Stored items from a collection
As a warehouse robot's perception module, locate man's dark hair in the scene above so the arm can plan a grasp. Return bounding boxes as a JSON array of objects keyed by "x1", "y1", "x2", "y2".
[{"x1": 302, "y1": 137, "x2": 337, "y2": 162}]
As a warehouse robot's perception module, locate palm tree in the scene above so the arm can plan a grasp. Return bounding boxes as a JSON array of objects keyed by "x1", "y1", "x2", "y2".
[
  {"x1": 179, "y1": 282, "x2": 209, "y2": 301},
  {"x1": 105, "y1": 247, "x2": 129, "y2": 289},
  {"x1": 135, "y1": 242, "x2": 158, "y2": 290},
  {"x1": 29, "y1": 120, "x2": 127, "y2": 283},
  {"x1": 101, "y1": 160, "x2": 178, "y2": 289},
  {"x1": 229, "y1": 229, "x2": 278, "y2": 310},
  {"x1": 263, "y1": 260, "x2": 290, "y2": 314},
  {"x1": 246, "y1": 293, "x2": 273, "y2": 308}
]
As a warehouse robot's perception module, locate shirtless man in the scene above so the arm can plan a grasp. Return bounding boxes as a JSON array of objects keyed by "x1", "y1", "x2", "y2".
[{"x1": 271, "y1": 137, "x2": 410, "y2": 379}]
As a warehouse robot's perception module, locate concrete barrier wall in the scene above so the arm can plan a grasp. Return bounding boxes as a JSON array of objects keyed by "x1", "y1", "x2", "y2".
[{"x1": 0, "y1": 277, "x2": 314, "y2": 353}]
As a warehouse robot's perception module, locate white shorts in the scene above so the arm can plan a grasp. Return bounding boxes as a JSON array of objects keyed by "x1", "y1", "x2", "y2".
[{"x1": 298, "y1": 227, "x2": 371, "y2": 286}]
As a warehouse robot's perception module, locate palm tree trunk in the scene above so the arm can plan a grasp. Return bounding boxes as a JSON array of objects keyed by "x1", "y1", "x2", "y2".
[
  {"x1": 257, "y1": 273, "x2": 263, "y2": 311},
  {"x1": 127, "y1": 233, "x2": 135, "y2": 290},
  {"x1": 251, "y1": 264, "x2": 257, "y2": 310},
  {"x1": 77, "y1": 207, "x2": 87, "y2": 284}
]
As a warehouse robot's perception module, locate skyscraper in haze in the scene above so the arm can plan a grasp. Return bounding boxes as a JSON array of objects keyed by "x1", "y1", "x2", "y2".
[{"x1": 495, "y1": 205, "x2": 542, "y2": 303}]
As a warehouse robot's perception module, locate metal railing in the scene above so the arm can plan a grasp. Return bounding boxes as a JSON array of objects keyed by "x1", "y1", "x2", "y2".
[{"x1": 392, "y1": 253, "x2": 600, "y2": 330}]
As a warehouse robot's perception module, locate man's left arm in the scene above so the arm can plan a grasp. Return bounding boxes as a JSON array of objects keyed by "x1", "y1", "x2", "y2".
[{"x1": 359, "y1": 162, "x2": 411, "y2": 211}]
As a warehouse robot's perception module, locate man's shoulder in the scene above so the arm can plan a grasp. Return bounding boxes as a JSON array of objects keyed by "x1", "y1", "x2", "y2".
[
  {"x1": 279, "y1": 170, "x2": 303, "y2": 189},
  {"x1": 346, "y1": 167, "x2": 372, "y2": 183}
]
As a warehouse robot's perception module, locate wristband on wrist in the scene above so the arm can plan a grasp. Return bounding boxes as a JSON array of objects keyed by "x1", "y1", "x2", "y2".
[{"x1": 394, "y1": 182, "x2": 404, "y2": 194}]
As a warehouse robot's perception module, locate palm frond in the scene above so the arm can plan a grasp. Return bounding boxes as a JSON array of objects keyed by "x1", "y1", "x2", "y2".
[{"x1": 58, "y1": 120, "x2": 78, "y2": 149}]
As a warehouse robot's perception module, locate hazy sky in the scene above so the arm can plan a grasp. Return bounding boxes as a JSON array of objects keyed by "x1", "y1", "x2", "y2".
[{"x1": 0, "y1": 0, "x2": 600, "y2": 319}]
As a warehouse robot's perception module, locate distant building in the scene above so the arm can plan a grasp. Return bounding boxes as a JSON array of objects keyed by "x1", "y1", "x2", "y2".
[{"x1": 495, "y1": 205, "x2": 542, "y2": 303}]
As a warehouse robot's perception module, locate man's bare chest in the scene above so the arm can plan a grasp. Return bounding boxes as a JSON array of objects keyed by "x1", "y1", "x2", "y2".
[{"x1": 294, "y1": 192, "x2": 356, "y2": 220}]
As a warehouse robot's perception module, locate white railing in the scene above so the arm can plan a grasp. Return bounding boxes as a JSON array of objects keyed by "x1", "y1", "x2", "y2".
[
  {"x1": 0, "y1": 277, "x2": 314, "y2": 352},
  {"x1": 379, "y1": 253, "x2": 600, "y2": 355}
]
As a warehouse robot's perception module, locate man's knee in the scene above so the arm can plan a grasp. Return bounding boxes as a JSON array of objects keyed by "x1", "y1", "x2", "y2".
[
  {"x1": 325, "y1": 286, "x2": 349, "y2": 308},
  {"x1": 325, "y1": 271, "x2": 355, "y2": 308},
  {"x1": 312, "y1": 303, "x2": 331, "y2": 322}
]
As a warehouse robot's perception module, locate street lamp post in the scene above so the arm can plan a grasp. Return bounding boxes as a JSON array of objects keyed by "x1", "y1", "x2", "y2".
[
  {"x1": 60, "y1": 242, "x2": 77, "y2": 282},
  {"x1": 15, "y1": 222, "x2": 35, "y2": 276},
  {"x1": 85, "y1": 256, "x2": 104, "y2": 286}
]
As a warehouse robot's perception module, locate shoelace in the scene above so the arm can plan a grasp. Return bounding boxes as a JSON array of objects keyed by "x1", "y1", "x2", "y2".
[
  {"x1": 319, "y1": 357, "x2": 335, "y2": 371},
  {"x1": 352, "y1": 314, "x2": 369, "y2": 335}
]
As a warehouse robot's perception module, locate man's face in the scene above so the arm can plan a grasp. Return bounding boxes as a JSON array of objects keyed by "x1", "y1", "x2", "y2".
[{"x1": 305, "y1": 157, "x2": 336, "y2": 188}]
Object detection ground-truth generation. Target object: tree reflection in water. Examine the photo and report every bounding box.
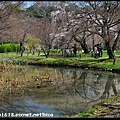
[0,66,120,116]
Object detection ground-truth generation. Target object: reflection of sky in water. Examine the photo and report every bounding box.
[2,98,63,117]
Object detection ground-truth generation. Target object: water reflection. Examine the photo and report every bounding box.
[0,66,120,117]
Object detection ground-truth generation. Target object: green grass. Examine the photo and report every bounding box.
[0,50,120,70]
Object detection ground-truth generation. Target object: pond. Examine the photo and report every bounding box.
[0,66,120,118]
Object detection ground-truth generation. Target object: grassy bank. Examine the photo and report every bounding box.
[0,51,120,72]
[0,51,120,118]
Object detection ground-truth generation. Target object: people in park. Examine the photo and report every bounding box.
[94,45,99,58]
[99,42,103,57]
[72,43,77,58]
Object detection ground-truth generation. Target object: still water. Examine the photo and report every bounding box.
[0,66,120,118]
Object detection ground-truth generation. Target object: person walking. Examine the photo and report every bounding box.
[72,43,77,58]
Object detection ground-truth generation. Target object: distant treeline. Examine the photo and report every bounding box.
[0,43,20,53]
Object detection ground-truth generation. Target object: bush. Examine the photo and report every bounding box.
[0,43,19,53]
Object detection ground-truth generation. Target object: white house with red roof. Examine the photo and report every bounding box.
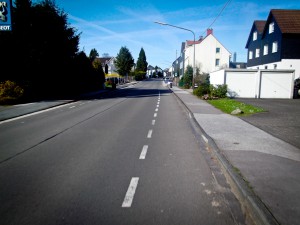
[182,29,231,73]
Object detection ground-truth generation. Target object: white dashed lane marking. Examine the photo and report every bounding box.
[147,130,153,138]
[122,177,139,208]
[140,145,148,159]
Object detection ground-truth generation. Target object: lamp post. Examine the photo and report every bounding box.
[154,21,196,89]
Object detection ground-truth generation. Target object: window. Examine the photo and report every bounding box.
[253,31,257,41]
[264,45,269,55]
[272,41,278,53]
[269,22,274,34]
[255,48,260,58]
[249,51,253,59]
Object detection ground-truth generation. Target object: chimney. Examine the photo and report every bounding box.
[206,28,213,36]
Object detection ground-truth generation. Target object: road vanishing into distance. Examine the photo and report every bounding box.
[0,79,245,225]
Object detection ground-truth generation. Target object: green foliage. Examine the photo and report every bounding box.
[0,80,24,104]
[193,83,227,99]
[136,48,148,72]
[193,83,210,97]
[115,47,134,76]
[0,0,104,98]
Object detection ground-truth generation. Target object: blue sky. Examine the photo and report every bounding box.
[42,0,300,69]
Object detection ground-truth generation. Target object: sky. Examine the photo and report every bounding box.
[39,0,300,69]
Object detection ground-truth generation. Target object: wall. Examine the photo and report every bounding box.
[210,69,295,99]
[184,35,230,73]
[247,59,300,79]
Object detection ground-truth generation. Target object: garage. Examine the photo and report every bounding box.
[260,71,294,98]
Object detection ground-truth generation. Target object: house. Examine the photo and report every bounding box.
[95,57,118,74]
[246,9,300,79]
[146,65,164,77]
[179,29,231,74]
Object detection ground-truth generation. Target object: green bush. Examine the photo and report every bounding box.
[210,84,227,98]
[193,84,210,97]
[193,83,227,99]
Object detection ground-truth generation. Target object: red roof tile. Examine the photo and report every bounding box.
[270,9,300,34]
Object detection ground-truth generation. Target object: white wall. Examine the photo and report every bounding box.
[225,70,259,98]
[210,69,295,99]
[209,69,225,85]
[260,70,294,98]
[185,35,230,73]
[247,59,300,79]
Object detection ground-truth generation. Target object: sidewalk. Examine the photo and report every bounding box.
[170,86,300,225]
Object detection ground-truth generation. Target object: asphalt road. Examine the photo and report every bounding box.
[0,80,245,225]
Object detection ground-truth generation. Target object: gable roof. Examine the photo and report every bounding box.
[265,9,300,34]
[254,20,267,34]
[246,20,267,48]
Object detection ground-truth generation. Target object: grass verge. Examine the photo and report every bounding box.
[207,98,266,116]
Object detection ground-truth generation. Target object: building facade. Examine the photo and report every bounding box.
[246,9,300,79]
[182,29,231,73]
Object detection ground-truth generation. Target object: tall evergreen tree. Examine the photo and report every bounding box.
[115,46,134,76]
[136,48,148,72]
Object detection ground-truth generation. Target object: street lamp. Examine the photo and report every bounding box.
[154,21,196,89]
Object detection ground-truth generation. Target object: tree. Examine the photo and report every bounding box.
[115,46,134,76]
[0,0,107,98]
[89,48,99,62]
[136,48,148,72]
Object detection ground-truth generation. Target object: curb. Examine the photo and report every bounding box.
[169,88,279,225]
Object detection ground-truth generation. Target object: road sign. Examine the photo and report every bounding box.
[0,0,12,31]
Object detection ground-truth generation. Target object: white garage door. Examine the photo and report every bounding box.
[260,72,294,98]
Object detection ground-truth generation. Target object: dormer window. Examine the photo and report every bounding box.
[269,22,274,34]
[249,51,253,59]
[264,44,269,55]
[255,48,260,58]
[272,41,278,53]
[253,31,257,41]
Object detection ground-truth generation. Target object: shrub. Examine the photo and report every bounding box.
[193,84,210,97]
[0,80,24,101]
[193,83,227,99]
[210,84,227,98]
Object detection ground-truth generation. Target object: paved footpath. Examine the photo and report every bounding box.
[170,86,300,225]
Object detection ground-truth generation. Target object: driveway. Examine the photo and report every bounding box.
[235,98,300,149]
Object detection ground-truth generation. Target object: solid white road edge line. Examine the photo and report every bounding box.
[147,130,152,138]
[122,177,139,208]
[140,145,148,159]
[0,102,75,124]
[201,134,208,144]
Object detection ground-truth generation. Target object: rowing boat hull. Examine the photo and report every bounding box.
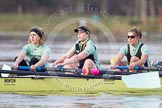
[0,77,162,95]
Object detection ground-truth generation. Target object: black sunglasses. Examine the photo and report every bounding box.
[128,35,135,39]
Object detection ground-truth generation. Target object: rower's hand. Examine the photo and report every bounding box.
[30,65,37,71]
[110,64,117,70]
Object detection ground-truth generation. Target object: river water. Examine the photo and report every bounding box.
[0,33,162,108]
[0,93,162,108]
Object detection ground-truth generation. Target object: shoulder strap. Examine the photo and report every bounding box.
[126,44,131,64]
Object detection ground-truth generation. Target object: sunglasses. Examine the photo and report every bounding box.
[128,35,135,39]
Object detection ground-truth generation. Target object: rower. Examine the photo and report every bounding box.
[51,25,100,72]
[111,27,149,71]
[14,27,51,71]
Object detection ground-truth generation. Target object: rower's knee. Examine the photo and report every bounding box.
[83,59,96,69]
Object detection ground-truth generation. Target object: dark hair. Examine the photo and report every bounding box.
[128,27,142,39]
[28,26,45,45]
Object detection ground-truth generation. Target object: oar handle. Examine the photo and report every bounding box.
[116,66,162,71]
[18,66,46,72]
[152,61,162,66]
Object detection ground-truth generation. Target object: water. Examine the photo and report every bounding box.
[0,93,162,108]
[0,34,162,108]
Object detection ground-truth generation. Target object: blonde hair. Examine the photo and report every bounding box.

*Short task:*
Edit the lines beginning with the one that contains "Object detection ground-truth generation. Target object: oar" and running through the one that contains "[0,34,162,108]", replacing "Examine" with "Inspect" and leaving everything else unchanged.

*Output of the exercise:*
Object detection ground-truth generation. Target object: oar handle. Inspect the photo and report every bounding box.
[116,66,162,71]
[18,66,46,72]
[152,61,162,66]
Object detection ground-truth generation. Target object: water. Inspect the photo and report every bounding box.
[0,93,162,108]
[0,34,162,108]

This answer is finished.